*Source text*
● ● ●

It is licensed under the Creative Commons Attribution 4.0 International License (CC-BY 4.0).

The full license text is available at creativecommons.org/licenses/by/4.0/

Scope

This document aims to provide guidance to assembly programmers targeting the standard RISC-V assembly language, which common open-source assemblers like GNU as and LLVM’s assembler support. Other assemblers might not support the same directives or pseudoinstructions; their dialects are outside the scope of this document.

Contributors

1. Command-Line Arguments

I think it’s probably better to beef up the binutils documentation rather than duplicating it here.

2. Registers

Registers are the most important part of any processor. RISC-V defines various types, depending on which extensions are included: The general registers (with the program counter), control registers, floating point registers (F extension), and vector registers (V extension).

2.1. General registers

The RV32I base integer ISA includes 32 registers, named x0 to x31. The program counter PC is separate from these registers, in contrast to other processors such as the ARM-32. The first register, x0, has a special function: Reading it always returns 0 and writes to it are ignored. As we will see later, this allows various tricks and simplifications.

In practice, the programmer doesn’t use this notation for the registers. Though x1 to x31 are all equally general-use registers as far as the processor is concerned, by convention certain registers are used for special tasks. In assembler, they are given standardized names as part of the RISC-V application binary interface (ABI). This is what you will usually see in code listings. If you really want to see the numeric register names, the -M argument to objdump will provide them.

Table 1. Registers of the RV32I. Based on RISC-V documentation and Patterson and Waterman "The RISC-V Reader" (2017)

Register

ABI

Use by convention

Preserved?

● ● ●

*Required actions*
• 1. List the types of registers that the RISC-V assembly text says RISC-V defines.
• 2. Rewrite the records from the line that has "# Provide the mask of every instance of the brown" through the end of the records, putting "curly" in place of "wavy" and keeping everything else the same.

(Dataset entries)
● ● ●

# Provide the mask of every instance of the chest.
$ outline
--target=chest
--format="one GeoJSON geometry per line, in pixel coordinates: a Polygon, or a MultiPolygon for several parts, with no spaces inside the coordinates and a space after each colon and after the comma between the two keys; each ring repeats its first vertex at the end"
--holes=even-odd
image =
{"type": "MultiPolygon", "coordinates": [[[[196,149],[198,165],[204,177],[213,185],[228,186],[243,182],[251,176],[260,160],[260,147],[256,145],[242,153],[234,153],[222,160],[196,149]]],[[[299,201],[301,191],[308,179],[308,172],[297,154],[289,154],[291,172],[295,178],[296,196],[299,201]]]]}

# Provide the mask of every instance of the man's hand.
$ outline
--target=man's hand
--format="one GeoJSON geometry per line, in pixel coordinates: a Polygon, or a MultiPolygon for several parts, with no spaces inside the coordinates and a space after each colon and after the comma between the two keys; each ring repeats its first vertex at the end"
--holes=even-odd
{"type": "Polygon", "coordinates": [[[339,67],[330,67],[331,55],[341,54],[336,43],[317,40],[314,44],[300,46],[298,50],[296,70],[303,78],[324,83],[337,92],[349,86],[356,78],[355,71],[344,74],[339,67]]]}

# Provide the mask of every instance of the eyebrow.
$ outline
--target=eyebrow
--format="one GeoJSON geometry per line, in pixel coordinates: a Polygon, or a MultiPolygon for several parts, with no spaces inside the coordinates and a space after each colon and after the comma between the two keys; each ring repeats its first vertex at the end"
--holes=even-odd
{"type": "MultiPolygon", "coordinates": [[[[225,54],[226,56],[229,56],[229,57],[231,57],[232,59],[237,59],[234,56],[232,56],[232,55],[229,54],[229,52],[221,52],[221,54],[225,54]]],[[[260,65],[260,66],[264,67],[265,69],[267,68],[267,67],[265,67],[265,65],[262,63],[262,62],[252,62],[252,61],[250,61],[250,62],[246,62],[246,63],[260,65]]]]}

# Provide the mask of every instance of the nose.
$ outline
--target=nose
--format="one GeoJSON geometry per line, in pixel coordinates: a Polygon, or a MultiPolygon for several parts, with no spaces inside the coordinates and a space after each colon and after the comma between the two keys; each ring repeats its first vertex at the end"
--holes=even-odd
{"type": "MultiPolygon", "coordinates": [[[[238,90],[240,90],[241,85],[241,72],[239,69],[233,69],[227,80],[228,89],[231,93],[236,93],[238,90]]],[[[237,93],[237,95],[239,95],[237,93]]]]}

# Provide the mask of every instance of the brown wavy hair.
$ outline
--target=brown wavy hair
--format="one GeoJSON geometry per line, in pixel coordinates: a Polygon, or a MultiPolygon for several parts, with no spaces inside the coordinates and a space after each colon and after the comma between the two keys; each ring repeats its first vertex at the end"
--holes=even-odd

● ● ●

*Results by task*
• 1.
- General registers (with the program counter)
- Control registers
- Floating point registers (F extension)
- Vector registers (V extension)

• 2.
# Provide the mask of every instance of the brown curly hair.
$ outline
--target=brown curly hair
--format="one GeoJSON geometry per line, in pixel coordinates: a Polygon, or a MultiPolygon for several parts, with no spaces inside the coordinates and a space after each colon and after the comma between the two keys; each ring repeats its first vertex at the end"
--holes=even-odd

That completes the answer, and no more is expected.